Ga. activists challenge Coke’s support for ‘heritage of hate’

    The Georgia-based group Rise Up dropped a banner protesting Coca-Cola's sponsorship of Stone Mountain, a state park with a monument to the Confederacy.
    Rise Up members unveiled a banner at Stone Mountain on Sunday, calling out Coca-Cola for sponsoring racism and white supremacy. (Facebook / Rise Up)
    Rise Up members unveiled a banner at Stone Mountain on Saturday, calling out Coca-Cola for sponsoring racism and white supremacy. (Facebook / Rise Up)

    At a towering 1,600 feet, Stone Mountain is a majestic outgrowth from the suburbs of Atlanta. Less majestic, for many, is the three acre bas-relief monument to the Confederacy on its north side. Originally forged by Mount Rushmore creator Gutzon Borglum, the project was abandoned over creative differences in the 1920s, only to be completed once Stone Mountain’s grounds were purchased by the state of Georgia in 1958. The carving memorializes Confederate president Jefferson Davis, and the famed secessionist generals Thomas “Stonewall” Jackson and Robert E. Lee, who led the charge to maintain slavery in the South. Fittingly, Stone Mountain has long been a home to the South’s nostalgic white supremacists, and in 1915 became the birthplace of the second iteration of the Ku Klux Klan.

A block of data
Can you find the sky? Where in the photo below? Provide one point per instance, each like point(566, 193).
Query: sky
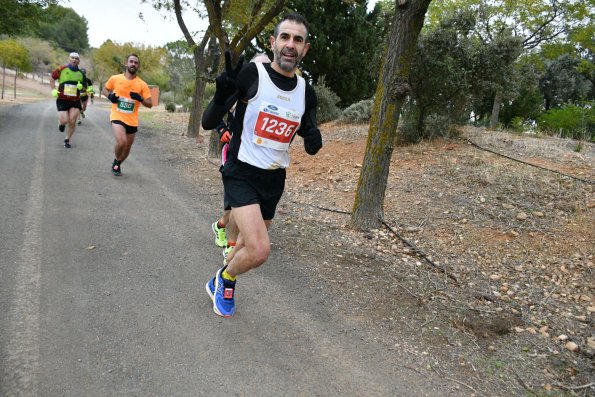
point(119, 21)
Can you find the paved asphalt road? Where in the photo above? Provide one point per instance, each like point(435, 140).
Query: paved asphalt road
point(102, 286)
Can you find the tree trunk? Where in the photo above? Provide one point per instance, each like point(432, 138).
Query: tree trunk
point(391, 93)
point(496, 110)
point(196, 107)
point(3, 80)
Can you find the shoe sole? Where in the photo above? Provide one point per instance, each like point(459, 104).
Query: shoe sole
point(212, 296)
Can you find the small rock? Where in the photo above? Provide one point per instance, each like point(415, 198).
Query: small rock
point(573, 347)
point(521, 216)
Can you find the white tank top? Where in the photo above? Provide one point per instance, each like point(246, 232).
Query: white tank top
point(271, 120)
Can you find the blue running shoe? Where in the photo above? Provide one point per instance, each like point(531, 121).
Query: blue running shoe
point(220, 236)
point(222, 293)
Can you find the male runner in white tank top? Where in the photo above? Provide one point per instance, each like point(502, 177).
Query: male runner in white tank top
point(273, 105)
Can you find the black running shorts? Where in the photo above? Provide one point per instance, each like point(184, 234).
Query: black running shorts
point(130, 129)
point(64, 106)
point(245, 184)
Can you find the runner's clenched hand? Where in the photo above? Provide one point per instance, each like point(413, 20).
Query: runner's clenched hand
point(225, 83)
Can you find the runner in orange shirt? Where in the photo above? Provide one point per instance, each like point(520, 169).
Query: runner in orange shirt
point(126, 91)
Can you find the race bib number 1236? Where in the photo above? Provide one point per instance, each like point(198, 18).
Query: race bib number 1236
point(275, 127)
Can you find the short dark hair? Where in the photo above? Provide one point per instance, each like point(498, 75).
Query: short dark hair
point(292, 16)
point(133, 55)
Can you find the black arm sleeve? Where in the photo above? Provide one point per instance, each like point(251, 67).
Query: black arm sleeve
point(214, 113)
point(309, 118)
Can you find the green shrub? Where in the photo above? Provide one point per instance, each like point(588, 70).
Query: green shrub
point(570, 121)
point(327, 103)
point(358, 112)
point(166, 97)
point(170, 107)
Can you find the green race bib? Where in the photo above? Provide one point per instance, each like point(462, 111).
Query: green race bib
point(70, 90)
point(125, 105)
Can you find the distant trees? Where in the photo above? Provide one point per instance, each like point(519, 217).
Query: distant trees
point(64, 27)
point(22, 17)
point(13, 55)
point(343, 52)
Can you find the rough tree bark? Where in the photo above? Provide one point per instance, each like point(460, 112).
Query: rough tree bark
point(391, 93)
point(496, 110)
point(199, 67)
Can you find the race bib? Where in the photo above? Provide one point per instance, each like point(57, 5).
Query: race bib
point(125, 105)
point(70, 90)
point(275, 127)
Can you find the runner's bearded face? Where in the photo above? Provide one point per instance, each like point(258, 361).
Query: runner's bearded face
point(132, 65)
point(290, 46)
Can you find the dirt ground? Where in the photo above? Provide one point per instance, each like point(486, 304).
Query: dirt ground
point(483, 268)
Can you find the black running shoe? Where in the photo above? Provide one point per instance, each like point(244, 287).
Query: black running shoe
point(116, 168)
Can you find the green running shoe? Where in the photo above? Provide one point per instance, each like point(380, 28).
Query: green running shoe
point(220, 236)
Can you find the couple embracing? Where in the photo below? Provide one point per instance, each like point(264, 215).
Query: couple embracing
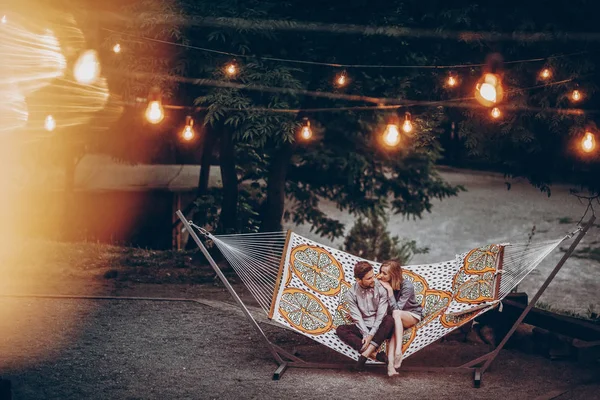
point(381, 309)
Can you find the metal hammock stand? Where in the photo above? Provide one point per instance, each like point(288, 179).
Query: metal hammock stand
point(285, 359)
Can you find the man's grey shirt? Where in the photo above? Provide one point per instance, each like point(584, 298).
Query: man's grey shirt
point(367, 307)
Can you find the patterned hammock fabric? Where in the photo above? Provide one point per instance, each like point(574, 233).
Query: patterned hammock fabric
point(313, 279)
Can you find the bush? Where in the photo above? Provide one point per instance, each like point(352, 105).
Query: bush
point(370, 239)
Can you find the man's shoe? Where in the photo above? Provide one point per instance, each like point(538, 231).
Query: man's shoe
point(382, 357)
point(360, 365)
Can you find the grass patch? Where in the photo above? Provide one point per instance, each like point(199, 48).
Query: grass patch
point(591, 314)
point(589, 252)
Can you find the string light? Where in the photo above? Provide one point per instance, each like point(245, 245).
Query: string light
point(489, 90)
point(306, 131)
point(341, 79)
point(588, 143)
point(496, 113)
point(231, 69)
point(87, 67)
point(49, 123)
point(407, 125)
point(155, 112)
point(391, 135)
point(546, 73)
point(452, 81)
point(188, 132)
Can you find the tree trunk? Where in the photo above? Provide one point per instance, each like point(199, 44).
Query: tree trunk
point(274, 204)
point(207, 147)
point(228, 217)
point(68, 230)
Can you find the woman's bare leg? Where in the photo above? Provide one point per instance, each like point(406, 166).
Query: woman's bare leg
point(398, 333)
point(391, 349)
point(404, 320)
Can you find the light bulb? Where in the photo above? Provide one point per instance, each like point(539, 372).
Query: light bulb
point(341, 79)
point(87, 68)
point(391, 136)
point(49, 123)
point(496, 112)
point(188, 133)
point(306, 131)
point(546, 73)
point(154, 112)
point(231, 69)
point(588, 144)
point(488, 92)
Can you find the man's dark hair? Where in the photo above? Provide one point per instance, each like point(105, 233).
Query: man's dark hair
point(361, 269)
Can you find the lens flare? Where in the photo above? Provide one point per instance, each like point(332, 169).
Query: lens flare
point(87, 68)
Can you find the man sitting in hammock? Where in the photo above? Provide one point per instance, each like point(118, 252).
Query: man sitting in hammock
point(368, 305)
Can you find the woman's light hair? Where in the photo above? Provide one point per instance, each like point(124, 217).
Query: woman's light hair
point(395, 273)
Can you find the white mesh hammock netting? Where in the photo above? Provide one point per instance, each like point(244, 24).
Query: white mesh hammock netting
point(301, 284)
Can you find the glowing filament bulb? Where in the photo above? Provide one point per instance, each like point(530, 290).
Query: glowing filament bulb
point(231, 69)
point(546, 73)
point(391, 136)
point(407, 125)
point(306, 132)
point(588, 144)
point(188, 132)
point(87, 68)
point(496, 112)
point(155, 113)
point(49, 123)
point(488, 92)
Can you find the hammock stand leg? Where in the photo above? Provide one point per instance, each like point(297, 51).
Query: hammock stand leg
point(490, 357)
point(275, 350)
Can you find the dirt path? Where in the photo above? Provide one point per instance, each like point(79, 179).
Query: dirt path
point(90, 349)
point(488, 213)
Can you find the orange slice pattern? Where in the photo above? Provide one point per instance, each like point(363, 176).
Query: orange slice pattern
point(452, 321)
point(318, 269)
point(482, 260)
point(476, 290)
point(304, 312)
point(436, 302)
point(341, 315)
point(419, 284)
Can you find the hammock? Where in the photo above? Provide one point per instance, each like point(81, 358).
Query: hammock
point(301, 284)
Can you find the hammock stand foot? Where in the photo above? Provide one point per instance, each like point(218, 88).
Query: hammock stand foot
point(5, 389)
point(279, 371)
point(477, 375)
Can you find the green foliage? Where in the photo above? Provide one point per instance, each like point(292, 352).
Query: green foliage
point(370, 239)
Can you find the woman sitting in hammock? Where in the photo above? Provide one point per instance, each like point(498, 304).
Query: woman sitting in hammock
point(404, 308)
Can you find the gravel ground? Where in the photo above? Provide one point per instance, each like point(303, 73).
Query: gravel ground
point(90, 349)
point(488, 213)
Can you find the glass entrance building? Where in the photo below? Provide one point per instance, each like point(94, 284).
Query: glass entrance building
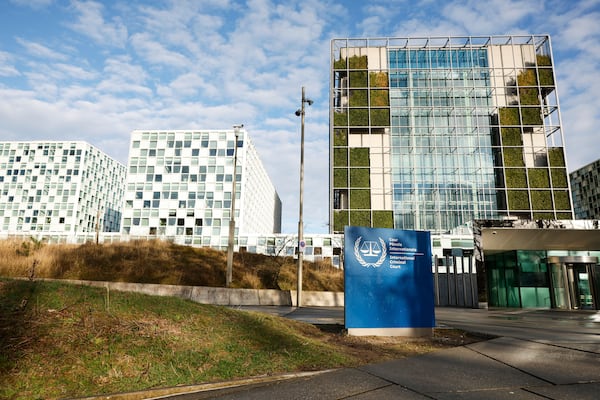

Request 1:
Condense the paragraph of the Stone Mountain article that begins "At a towering 1,600 feet" into a short bulleted list that keeps its main facts.
Request 2:
In the records, edit the stretch from the start through the line containing "point(102, 286)", replacing "photo" with "image" and changing nothing else. Give only those lines, with the pictures left out.

Expected answer 1:
- Stone Mountain rises 1,600 feet from the suburbs of Atlanta.
- Its north side bears a three-acre bas-relief monument to the Confederacy.
- Mount Rushmore creator Gutzon Borglum began the carving, but the project was abandoned over creative differences in the 1920s.
- The carving was completed after the state of Georgia bought the grounds in 1958.
- It memorializes Jefferson Davis, Thomas "Stonewall" Jackson and Robert E. Lee.
- The mountain has long been home to the South's nostalgic white supremacists.
- In 1915 it became the birthplace of the second Ku Klux Klan.

Expected answer 2:
Can you find the sky? Where in the image below? Provide one point per instance, each like point(566, 193).
Query: sky
point(119, 21)
Can you find the paved asphalt road? Where in the image above? Provide one point per instance, each like point(435, 140).
Query: paved asphalt road
point(102, 286)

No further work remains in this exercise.